EXERCISE DIRECTIONS:
Print exactly, and only, the lines running from the line containing "the carved capital" through the end of the records below.

STORED ROWS start

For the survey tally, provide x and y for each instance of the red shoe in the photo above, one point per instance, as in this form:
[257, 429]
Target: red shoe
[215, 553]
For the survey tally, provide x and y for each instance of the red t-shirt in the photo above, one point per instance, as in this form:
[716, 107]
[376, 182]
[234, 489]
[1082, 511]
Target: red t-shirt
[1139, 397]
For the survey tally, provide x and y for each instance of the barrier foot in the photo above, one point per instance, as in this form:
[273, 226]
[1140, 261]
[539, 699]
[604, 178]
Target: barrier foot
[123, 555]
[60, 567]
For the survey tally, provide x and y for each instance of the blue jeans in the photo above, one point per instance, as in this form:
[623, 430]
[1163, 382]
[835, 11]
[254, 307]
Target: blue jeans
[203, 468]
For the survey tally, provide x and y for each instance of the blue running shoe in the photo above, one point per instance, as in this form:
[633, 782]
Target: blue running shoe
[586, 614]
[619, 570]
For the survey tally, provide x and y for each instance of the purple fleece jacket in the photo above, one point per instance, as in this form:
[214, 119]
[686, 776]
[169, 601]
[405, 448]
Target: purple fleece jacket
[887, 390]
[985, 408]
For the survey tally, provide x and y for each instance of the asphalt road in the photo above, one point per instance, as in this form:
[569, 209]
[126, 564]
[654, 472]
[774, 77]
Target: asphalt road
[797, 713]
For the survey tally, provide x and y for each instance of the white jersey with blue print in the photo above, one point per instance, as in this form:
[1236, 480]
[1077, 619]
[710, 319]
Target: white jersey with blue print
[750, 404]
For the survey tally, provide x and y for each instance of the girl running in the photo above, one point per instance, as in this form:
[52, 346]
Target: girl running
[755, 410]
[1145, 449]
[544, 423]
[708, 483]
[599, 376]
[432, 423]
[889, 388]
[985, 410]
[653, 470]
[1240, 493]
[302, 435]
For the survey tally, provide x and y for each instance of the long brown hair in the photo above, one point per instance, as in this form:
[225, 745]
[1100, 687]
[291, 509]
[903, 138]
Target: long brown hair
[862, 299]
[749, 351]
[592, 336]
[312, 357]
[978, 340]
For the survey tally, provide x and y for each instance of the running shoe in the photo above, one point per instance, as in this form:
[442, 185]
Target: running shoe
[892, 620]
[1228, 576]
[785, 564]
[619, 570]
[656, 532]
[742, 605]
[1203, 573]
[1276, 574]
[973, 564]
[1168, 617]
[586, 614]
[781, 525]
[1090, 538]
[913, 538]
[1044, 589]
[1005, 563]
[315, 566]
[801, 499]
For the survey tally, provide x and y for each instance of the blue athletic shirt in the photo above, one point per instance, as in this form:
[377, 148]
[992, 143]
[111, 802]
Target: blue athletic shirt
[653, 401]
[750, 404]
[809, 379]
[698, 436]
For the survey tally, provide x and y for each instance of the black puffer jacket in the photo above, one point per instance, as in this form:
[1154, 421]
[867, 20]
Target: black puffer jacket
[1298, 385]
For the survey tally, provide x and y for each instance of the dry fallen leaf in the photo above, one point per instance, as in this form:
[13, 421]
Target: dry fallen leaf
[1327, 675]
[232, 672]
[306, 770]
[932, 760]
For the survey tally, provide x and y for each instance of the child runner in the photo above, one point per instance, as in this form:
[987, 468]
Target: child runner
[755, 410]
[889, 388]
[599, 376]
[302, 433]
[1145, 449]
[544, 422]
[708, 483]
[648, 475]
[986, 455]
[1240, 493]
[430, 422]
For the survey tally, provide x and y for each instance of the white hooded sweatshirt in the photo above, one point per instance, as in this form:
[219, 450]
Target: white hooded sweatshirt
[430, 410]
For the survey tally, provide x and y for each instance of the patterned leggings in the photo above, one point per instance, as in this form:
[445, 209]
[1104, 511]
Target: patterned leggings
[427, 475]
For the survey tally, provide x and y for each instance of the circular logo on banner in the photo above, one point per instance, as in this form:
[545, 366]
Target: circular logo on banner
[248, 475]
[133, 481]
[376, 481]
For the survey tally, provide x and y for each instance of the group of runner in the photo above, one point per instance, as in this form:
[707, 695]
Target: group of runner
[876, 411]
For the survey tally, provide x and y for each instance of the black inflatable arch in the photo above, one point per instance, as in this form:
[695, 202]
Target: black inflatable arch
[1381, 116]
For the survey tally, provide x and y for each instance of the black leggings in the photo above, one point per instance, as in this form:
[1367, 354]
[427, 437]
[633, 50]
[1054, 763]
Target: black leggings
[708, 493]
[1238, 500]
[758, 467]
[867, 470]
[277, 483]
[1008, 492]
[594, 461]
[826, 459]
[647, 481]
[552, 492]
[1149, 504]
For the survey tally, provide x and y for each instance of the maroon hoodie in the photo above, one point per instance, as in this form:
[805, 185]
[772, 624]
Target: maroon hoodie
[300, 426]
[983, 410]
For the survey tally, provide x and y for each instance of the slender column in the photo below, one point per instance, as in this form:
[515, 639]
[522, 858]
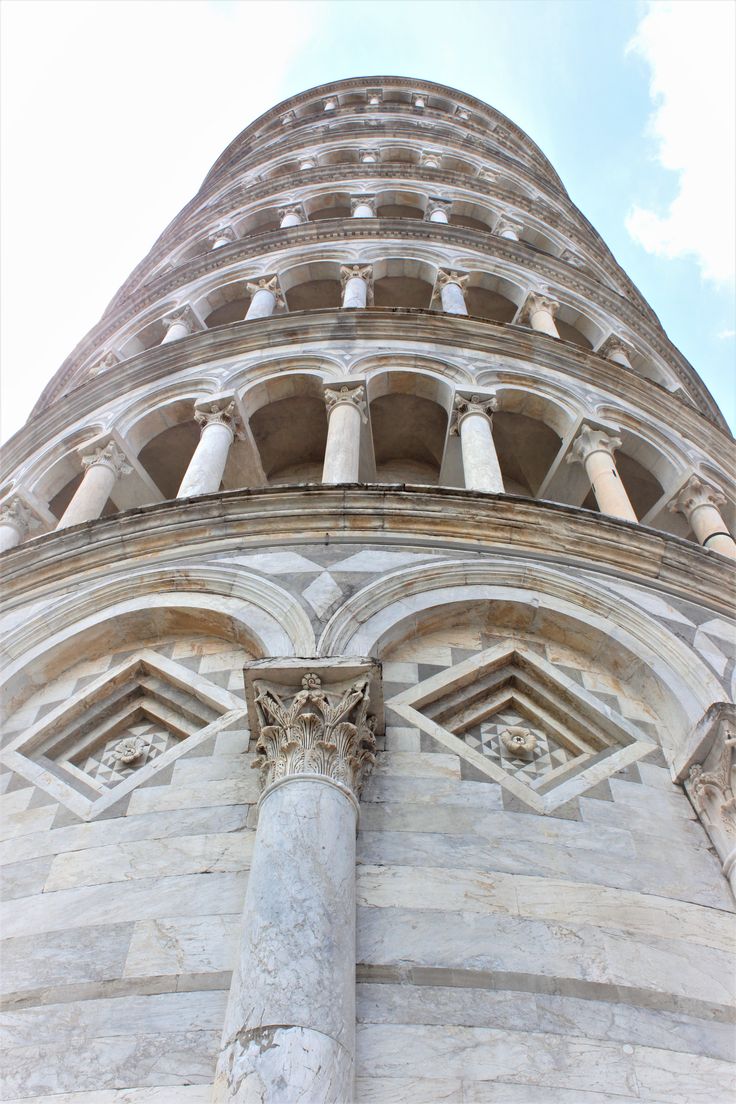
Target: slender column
[616, 350]
[222, 236]
[266, 296]
[509, 230]
[103, 468]
[289, 1029]
[595, 449]
[472, 421]
[710, 784]
[345, 412]
[449, 287]
[180, 324]
[291, 215]
[356, 285]
[540, 311]
[16, 521]
[438, 210]
[700, 500]
[206, 466]
[362, 207]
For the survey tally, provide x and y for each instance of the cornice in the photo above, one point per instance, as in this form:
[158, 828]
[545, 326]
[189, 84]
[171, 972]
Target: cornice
[540, 266]
[452, 520]
[322, 329]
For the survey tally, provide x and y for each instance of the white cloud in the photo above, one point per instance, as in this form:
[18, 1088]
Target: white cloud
[689, 46]
[112, 113]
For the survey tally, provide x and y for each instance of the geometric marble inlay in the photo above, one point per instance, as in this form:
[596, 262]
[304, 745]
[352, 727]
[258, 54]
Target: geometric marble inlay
[524, 724]
[119, 731]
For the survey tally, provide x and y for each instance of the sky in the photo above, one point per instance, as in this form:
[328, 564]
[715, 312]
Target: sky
[112, 113]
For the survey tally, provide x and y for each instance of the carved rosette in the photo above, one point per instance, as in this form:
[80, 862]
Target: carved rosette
[315, 732]
[355, 396]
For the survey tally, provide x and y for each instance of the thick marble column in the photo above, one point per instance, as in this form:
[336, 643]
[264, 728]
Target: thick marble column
[180, 324]
[449, 286]
[103, 468]
[291, 215]
[289, 1029]
[206, 466]
[614, 349]
[472, 421]
[265, 297]
[356, 285]
[509, 230]
[540, 311]
[222, 236]
[17, 520]
[700, 500]
[438, 210]
[345, 413]
[595, 449]
[362, 207]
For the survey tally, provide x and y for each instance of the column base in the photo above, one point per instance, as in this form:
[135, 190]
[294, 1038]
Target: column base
[278, 1064]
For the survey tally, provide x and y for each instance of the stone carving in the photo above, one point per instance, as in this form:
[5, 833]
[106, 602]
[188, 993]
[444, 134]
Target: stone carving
[318, 731]
[353, 395]
[520, 741]
[112, 457]
[129, 750]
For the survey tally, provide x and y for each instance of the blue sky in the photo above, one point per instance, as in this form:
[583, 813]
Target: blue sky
[113, 113]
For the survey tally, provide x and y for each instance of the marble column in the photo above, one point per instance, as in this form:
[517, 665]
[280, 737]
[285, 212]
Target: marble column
[362, 207]
[509, 230]
[222, 236]
[291, 216]
[180, 324]
[206, 466]
[450, 287]
[103, 468]
[540, 311]
[595, 449]
[700, 500]
[438, 210]
[356, 285]
[345, 413]
[472, 421]
[265, 296]
[17, 520]
[289, 1029]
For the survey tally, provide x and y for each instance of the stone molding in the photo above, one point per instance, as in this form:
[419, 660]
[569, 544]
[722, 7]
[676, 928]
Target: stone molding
[313, 720]
[352, 395]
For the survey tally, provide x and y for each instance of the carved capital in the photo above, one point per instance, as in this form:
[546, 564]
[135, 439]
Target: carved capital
[109, 456]
[321, 728]
[182, 316]
[696, 492]
[267, 284]
[466, 403]
[221, 235]
[17, 513]
[217, 412]
[590, 441]
[537, 301]
[353, 395]
[362, 201]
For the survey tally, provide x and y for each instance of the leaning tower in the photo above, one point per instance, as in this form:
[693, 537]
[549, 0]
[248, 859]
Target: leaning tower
[379, 476]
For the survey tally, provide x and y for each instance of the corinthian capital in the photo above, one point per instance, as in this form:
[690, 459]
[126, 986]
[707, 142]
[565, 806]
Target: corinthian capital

STORED ROWS end

OUTPUT OF THE TASK:
For the survey tally, provide x and y for each instance of the carved capital in the photo above, one point per instance, as in this form:
[546, 564]
[135, 439]
Target: carved capital
[109, 456]
[321, 728]
[182, 316]
[696, 492]
[267, 284]
[466, 403]
[221, 235]
[17, 513]
[217, 412]
[590, 441]
[537, 301]
[353, 395]
[362, 201]
For the survey tally, provide x and y for each instance of the leaning tower in the photo above, one point per instance, as in this form:
[693, 537]
[549, 0]
[248, 859]
Target: leaning tower
[379, 476]
For the survey tally, provide x and y for each instance of the corinthian capital in the photo above, one point per instance, as in this form:
[690, 459]
[126, 986]
[707, 142]
[565, 806]
Target: corinthian capital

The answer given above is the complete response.